- [Your goal]:
Gather every line in the entries below that contains the string "woman". Case counts.

=======

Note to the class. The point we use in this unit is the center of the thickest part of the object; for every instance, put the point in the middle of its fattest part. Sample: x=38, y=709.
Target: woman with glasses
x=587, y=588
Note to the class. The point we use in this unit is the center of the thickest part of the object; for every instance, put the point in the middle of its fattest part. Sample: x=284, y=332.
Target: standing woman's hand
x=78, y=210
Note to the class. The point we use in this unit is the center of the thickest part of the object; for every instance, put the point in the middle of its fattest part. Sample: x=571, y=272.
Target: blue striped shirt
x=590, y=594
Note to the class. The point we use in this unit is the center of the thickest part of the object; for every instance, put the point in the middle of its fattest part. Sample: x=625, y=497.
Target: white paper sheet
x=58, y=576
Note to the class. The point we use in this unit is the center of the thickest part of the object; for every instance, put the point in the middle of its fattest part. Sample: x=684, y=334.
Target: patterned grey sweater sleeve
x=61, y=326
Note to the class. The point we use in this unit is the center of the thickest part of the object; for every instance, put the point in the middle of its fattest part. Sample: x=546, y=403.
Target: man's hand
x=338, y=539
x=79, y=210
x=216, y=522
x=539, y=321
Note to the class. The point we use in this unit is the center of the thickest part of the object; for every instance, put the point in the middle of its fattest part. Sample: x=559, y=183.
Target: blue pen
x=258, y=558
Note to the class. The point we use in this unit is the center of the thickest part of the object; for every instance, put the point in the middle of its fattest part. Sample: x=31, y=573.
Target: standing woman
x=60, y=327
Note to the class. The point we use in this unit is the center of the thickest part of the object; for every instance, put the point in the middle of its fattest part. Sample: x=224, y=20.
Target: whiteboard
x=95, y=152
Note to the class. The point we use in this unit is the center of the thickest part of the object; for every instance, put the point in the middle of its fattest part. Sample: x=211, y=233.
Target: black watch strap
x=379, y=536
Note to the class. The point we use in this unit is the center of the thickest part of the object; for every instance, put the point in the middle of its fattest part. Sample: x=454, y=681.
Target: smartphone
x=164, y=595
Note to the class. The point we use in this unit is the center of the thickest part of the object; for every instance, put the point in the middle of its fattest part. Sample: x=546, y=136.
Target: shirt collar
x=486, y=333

=======

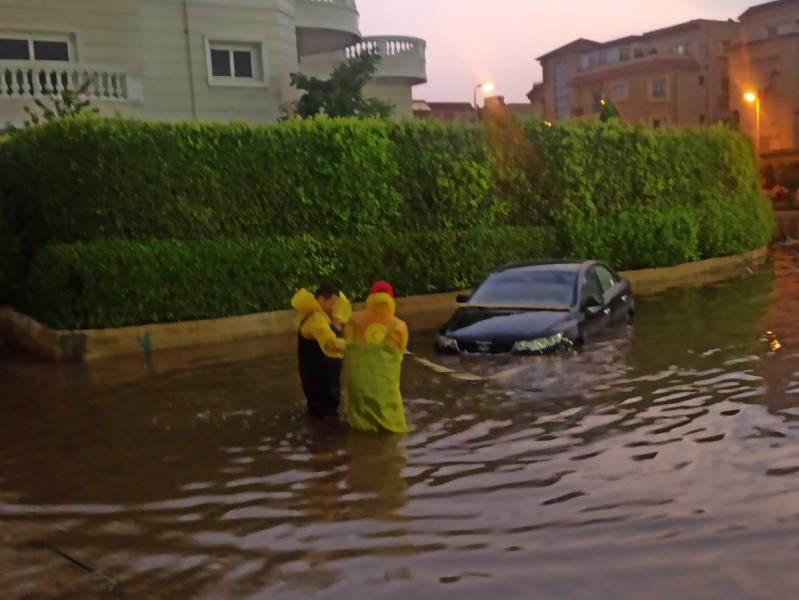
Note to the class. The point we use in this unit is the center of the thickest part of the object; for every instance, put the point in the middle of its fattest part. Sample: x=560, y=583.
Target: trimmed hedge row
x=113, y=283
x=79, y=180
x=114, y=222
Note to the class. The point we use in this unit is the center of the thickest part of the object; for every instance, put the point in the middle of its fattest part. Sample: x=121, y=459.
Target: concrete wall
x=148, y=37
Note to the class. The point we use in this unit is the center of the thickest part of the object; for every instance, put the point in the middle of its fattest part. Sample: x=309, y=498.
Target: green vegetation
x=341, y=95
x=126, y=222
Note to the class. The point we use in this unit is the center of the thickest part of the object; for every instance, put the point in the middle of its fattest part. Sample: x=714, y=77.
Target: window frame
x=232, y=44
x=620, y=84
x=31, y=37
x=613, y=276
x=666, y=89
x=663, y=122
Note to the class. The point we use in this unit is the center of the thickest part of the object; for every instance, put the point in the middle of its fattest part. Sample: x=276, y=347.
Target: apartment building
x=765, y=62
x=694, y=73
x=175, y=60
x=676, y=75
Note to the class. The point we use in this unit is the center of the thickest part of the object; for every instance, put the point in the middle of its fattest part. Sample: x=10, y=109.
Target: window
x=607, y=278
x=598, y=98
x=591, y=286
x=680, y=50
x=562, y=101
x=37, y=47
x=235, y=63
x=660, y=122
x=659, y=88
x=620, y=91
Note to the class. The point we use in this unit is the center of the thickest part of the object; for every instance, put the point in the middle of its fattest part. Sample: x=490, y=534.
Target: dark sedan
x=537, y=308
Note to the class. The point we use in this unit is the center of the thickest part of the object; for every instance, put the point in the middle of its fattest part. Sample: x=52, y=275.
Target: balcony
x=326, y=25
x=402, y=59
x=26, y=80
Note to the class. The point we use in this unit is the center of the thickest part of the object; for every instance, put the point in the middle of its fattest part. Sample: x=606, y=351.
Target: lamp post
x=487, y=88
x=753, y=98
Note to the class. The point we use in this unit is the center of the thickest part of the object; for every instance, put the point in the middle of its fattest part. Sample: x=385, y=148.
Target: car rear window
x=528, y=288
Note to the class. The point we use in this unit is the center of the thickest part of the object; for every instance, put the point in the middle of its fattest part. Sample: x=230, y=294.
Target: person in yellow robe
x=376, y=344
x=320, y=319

=======

- [Solution below]:
Target: woman with glasses
Target: standing woman's hand
Target: standing woman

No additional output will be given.